- [DIRECTION]: Rescale the entries from the line containing "Zoom in on pavement." through the end of the entries. Output only those lines, requests included, with every box coordinate in the answers multiplied by 1.25 and rounded to a whole number, halves rounded up.

- [RECORDS FOR THE EXERCISE]:
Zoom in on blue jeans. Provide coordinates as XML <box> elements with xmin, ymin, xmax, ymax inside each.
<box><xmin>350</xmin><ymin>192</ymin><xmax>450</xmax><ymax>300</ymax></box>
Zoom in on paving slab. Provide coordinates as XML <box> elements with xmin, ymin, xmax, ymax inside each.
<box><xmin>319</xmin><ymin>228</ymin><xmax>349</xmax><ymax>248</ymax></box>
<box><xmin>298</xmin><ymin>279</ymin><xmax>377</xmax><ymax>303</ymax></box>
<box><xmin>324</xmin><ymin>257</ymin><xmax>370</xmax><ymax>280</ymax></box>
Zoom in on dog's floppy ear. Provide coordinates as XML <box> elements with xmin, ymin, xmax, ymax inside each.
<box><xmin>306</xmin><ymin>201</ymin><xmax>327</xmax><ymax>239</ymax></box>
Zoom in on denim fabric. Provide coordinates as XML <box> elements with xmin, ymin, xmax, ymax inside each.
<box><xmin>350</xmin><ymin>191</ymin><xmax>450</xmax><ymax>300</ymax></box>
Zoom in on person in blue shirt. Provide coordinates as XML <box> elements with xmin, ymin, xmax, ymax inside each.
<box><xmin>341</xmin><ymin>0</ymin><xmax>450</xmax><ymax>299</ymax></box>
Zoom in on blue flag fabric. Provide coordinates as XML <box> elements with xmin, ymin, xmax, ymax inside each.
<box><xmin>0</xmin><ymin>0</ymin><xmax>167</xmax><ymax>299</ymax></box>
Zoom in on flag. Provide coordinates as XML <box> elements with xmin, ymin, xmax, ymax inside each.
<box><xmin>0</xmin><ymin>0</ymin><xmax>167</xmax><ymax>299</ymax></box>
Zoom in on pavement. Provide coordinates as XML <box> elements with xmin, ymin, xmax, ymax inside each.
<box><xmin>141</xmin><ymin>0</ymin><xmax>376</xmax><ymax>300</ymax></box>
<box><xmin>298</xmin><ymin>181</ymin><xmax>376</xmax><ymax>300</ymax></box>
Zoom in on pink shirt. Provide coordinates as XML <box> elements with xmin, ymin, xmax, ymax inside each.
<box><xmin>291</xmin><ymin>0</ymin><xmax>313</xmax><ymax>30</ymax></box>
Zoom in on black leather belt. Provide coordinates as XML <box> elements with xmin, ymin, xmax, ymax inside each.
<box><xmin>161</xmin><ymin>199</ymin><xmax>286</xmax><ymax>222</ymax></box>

- [WRITTEN ANSWER]:
Zoom in on pavement. Provide coordinates as XML <box> elements with xmin, ymin, xmax, ymax inside each.
<box><xmin>176</xmin><ymin>0</ymin><xmax>470</xmax><ymax>375</ymax></box>
<box><xmin>373</xmin><ymin>226</ymin><xmax>470</xmax><ymax>375</ymax></box>
Zoom in on pink shirt. Provide coordinates as XML <box> elements with xmin, ymin, xmax, ymax inside each.
<box><xmin>364</xmin><ymin>0</ymin><xmax>391</xmax><ymax>38</ymax></box>
Zoom in on black leather belt. Provide coordinates as XML <box> elements with xmin, ymin, xmax, ymax inside each.
<box><xmin>201</xmin><ymin>249</ymin><xmax>358</xmax><ymax>278</ymax></box>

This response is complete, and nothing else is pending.